Faire rougir une molécule en lui volant son électron

19/07/2018

Pour la première fois, une équipe strasbourgeoise de l’IPCMS a montré qu’il est possible de sonder l’état de charge d’une unique molécule via la mesure de son spectre optique. Ces résultats ouvrent la voie à une meilleure compréhension des mécanismes en jeu dans des processus tels que la photosynthèse ou dans des dispositifs optoélectroniques organiques, comme les panneaux photovoltaïques. Cette découverte a fait l’objet d’une publication dans Science le 20 juillet 2018.

Un travail à l’échelle de la molécule unique

L’équipe de Guillaume Schull, chercheur au département Surfaces et interfaces de l’IPCMS travaille à l’échelle de la molécule unique. « Il est possible d’injecter des électrons dans une molécule à un endroit précis. Dans ce processus d’injection, certains de ces électrons transfèrent leur énergie à la molécule, entraînant l’émission de lumière par cette dernière. La couleur de la lumière émise dépend de la structure de la molécule, de son environnement ou, comme ici, de son état de charge », explique Benjamin Doppagne, doctorant qui planche sur le sujet depuis 2016. En analysant la lumière émise grâce à un spectromètre et une caméra ultra-sensible, les chercheurs peuvent déterminer de quelle molécule il s’agit, obtenir des informations sur son proche environnement, ou encore savoir si la molécule a piégé ou libéré un électron.

Une nouvelle forme de microscopie optique

Pour réaliser des images de molécule unique et les sonder, les chercheurs se sont servis d’un microscope à effet tunnel (cf schéma). « Il est constitué d’une surface métallique en face de laquelle est placée à environ 1 nanomètre de distance, une fine pointe métallique. En physique classique un courant électrique ne peut pas traverser le vide séparant la pointe de l’échantillon. Mais à l’échelle du nanomètre le monde est régi par les lois de la physique quantique. Les électrons se comportent comme des ondes et peuvent se propager entre la pointe et la surface, donnant naissance à un très faible courant électrique : le courant tunnel », résume le doctorant. En mesurant les variations de ce courant lorsque l’échantillon est balayé avec la pointe, il est possible de cartographier sa surface et les molécules qui s’y trouvent. « La nouveauté de notre approche est que nous utilisons également ce courant tunnel pour exciter la molécule afin d’obtenir son spectre optique. Nous parvenons alors à une nouvelle forme de microscopie optique dite « hyper-résolue ». Le tout s’effectue dans un environnement à basse température (-269°C), pour que les molécules soient immobiles, et dans des conditions d’ultravide.

• **Lignes fournies**:
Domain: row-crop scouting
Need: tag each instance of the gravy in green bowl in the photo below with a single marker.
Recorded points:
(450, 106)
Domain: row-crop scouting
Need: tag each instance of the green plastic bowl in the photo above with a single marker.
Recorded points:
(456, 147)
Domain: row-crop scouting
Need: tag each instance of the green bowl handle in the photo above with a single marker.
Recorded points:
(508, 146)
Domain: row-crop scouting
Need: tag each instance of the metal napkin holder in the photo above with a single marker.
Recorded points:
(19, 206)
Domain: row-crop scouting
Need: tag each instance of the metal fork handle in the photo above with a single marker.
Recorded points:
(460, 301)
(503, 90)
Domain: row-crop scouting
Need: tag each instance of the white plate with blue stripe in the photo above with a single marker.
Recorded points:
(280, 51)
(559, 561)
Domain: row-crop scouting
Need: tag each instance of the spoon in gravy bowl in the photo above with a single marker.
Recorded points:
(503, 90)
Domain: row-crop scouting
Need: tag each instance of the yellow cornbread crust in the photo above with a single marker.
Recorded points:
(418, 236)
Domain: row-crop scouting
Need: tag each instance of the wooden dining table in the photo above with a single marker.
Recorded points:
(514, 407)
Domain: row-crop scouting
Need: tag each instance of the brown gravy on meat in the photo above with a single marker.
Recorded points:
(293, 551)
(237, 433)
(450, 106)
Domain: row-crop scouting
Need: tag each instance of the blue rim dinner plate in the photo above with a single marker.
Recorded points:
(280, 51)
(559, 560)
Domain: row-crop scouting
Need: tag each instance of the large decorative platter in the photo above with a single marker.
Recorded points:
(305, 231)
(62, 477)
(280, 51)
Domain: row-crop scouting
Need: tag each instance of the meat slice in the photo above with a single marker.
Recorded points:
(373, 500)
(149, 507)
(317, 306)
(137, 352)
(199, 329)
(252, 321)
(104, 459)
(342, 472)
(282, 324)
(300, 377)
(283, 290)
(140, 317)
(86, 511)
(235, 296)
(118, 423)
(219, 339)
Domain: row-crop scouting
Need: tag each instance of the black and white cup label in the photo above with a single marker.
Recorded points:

• **À faire**: Poursuivez, s'il vous plaît, le texte sur l'état de charge d'une molécule unique, à partir de sa dernière phrase.

• **Votre réponse**:
Vers une meilleure compréhension des processus biologiques

Grâce à ce dispositif, les chercheurs ont également pu contrôler l’état électrochimique de la molécule. « Nous arrivons par exemple à enlever un électron pour obtenir une molécule chargée positivement, ce qui se traduit par un changement de la couleur de la lumière émise qui passe de l’orange à un rouge profond pour notre molécule. » Ces transformations mettent en jeu des transitions entre différents états électroniques de la molécule, transitions qui sont au cœur d’un grand nombre de processus biologiques comme la photosynthèse, ou présentes dans des étapes clés du fonctionnement de dispositifs optoélectroniques organiques, comme les panneaux photovoltaïques.

Et après ?

Prochaine étape : répéter l’expérience en ajoutant d’autres molécules pour voir comment l’énergie est transférée entre molécules à l’instar de ce qu’il se passe dans la photosynthèse. A terme, ces recherches pourraient permettre d’envisager une molécule à la fois comme un composant optique et électronique ce qui permettrait de réduire la taille des circuits électroniques actuels qui reposent essentiellement sur l’utilisation de matériaux semi-conducteurs. L’intérêt de ces nouveaux composants électroniques est qu’ils font également émerger de nouvelles propriétés gouvernées par la physique quantique. « Ceci laisse présager de nouvelles applications, impossibles à réaliser avec les composants électroniques actuels », précise Guillaume Schull.